*** Data section Section Begins ***

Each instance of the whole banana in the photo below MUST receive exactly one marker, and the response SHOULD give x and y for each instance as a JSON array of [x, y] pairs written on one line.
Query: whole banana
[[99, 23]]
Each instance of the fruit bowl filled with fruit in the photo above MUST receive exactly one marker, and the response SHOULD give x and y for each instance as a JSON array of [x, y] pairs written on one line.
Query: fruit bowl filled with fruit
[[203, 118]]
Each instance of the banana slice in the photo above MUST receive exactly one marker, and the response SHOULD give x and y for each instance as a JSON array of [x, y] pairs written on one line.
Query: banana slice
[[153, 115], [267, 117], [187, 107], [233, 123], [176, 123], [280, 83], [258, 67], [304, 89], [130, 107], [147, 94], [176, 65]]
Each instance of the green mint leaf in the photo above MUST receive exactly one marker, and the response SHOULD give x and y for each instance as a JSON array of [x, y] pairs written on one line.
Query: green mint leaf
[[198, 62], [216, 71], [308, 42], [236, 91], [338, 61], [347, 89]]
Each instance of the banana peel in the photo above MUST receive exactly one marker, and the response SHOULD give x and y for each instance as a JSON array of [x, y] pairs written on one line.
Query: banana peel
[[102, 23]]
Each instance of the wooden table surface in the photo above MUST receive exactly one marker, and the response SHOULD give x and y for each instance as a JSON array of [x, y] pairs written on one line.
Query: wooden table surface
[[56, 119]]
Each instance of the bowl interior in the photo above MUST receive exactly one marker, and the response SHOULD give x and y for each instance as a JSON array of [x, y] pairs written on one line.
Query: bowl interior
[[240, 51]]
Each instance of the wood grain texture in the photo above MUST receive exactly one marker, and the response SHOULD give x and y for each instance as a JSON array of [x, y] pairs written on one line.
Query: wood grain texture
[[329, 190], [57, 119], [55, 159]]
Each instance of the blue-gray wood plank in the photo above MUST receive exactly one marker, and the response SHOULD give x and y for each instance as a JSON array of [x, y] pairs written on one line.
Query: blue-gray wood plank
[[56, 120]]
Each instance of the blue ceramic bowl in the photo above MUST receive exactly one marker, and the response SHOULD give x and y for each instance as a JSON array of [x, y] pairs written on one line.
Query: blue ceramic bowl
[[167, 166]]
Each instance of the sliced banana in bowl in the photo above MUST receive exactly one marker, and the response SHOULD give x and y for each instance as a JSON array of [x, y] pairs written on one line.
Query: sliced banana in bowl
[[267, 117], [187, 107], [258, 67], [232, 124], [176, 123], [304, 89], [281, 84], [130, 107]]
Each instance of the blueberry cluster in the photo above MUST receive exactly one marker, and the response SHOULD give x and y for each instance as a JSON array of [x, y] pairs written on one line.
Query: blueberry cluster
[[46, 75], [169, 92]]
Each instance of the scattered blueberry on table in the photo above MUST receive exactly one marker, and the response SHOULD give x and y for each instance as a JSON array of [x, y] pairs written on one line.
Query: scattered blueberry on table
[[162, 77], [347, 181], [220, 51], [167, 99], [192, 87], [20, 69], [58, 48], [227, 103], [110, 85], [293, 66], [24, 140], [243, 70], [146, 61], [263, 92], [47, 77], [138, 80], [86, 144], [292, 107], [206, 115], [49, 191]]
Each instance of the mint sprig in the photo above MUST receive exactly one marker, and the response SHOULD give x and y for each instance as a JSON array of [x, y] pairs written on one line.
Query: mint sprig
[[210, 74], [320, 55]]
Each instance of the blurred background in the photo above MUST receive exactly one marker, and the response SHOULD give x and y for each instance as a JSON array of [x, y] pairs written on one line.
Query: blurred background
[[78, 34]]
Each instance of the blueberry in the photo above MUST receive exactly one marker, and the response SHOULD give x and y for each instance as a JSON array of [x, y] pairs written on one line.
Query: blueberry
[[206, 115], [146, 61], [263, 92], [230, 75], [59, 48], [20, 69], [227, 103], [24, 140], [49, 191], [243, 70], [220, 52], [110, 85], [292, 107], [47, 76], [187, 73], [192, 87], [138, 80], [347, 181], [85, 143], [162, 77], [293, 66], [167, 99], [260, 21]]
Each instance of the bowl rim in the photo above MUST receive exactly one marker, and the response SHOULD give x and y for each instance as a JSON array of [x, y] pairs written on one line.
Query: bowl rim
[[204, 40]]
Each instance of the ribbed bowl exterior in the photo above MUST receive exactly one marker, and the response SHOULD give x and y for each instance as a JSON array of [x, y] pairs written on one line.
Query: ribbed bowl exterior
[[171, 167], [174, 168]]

*** Data section Section Ends ***

Please copy out the preceding data in full, exactly as written.

Each instance of the whole banana in the photo below MUST receive exactly one marker, and the response SHOULD give x and y for each instance as a JSON array of [x, y] pairs written on one line.
Query: whole banana
[[99, 23]]
Each instance of the fruit bowl filled with fruit in the photo above MUST receive exactly one marker, and the response SHOULD give x and y for each instance as a JSON array of [x, y] pairs written on one line.
Query: fruit bowl filled with fruit
[[203, 118]]
Each instance of the banana slice in the photo above MUST receive exactly one marker, and the response SHOULD give x and y for each instance as a JSON array of [x, y] pairs written on one line.
Query: banana slice
[[153, 115], [267, 117], [187, 107], [233, 123], [176, 123], [280, 83], [258, 67], [304, 89], [130, 107], [147, 94], [176, 65]]
Each instance of the green mint leaf in the photo above MUST receive exactly one marker, and the response SHOULD give x and y for each instance as a JSON array of [x, y] pairs written on one line.
Query: green mint leaf
[[198, 62], [216, 71], [308, 42], [236, 91], [338, 61], [347, 89]]
Each instance of the banana peel in the photo above MUST receive exactly one marker, and the response SHOULD give x and y for each instance as a JSON array of [x, y] pairs written on one line.
Query: banana peel
[[102, 23]]
Each instance of the wooden table surface in the photo above MUST receive exactly one marker, and the response SHOULD give x and y for each instance as a JSON array of [x, y] pairs written on one line.
Query: wooden table surface
[[56, 119]]
Each instance of the bowl interior in the photo above MUST receive exactly one marker, and the response SHOULD give x and y for each instance as a JSON array of [x, y] pairs written on one line.
Query: bowl interior
[[240, 51]]
Each instance of the wood grain texture in the photo above MUST receive exactly one marker, and the response SHOULD give x and y for each instance as a JSON array of [x, y] pairs written on one line.
Query: wood grain texture
[[329, 190], [57, 119], [55, 159]]
Each instance of the blue-gray wood plank in the photo above MUST receive exactly one marker, and the response SHOULD give x and y for each instance as a JSON array of [x, y] pairs written on one line.
Query: blue-gray wood plank
[[56, 120]]
Each instance of the blue ceramic bowl in the photo above MUST receive exactly one marker, and the response SHOULD give x and y for each instance as a JSON array of [x, y] pairs written on one line.
Query: blue ceramic bowl
[[167, 166]]
Each instance of the sliced banana in bowl in the photo above MUST receive exactly one marker, and the response SHOULD give x and y for each instance as a JSON array of [x, y] pairs written on one line.
Query: sliced banana in bowl
[[267, 117], [187, 107], [258, 67], [232, 124], [176, 123], [304, 89], [281, 84], [130, 107]]
Each instance of the blueberry cluster in the photo above MUST receive exactly one marker, and the response SHOULD give x and y for each instance as a JSON array of [x, y] pairs written on one line.
Query: blueberry cluster
[[46, 75], [169, 92]]
Each instance of the scattered blueberry on table in the photo above MUST receive exactly one marker, and the response SHOULD give x and y for each instance as a JSON array of [x, y] pairs written on one line.
Query: scattered blueberry on table
[[162, 77], [347, 181], [220, 51], [167, 99], [192, 87], [20, 69], [58, 48], [227, 103], [110, 85], [293, 66], [24, 140], [243, 70], [146, 61], [263, 92], [47, 77], [138, 80], [86, 144], [292, 107], [206, 115], [49, 191]]
Each instance of the mint sprig in the photo above MUST receive exactly one marker, and the response SHOULD give x and y for each instance as a JSON array of [x, y] pairs written on one line.
Query: mint sprig
[[210, 74], [320, 55]]
Each instance of the blurred background in the photo above MUST receive exactly one marker, and the response SHOULD give x and y for each instance as a JSON array of [x, y] pairs written on one line.
Query: blurred background
[[78, 34]]
Each instance of the blueberry in the photo above MUST receive exactly one marker, and the response SHOULD give x and y for each instance as a JSON array of [x, y] pairs written on one line.
Query: blueberry
[[206, 115], [146, 61], [263, 92], [230, 75], [59, 48], [20, 69], [227, 103], [24, 140], [49, 191], [243, 70], [220, 52], [110, 85], [292, 107], [47, 76], [187, 73], [192, 87], [138, 80], [347, 181], [85, 143], [162, 77], [293, 66], [167, 99], [260, 21]]
Each instance of the bowl rim in the photo above MUST receive exactly one marker, and the response SHOULD give x and y for each instance as a JSON array of [x, y] pairs written on one line.
Query: bowl rim
[[204, 40]]
Each instance of the ribbed bowl exterior in the photo above MUST receive exactly one marker, and the response SHOULD give x and y for each instance as a JSON array of [x, y] pairs written on one line.
Query: ribbed bowl exterior
[[171, 167], [174, 168]]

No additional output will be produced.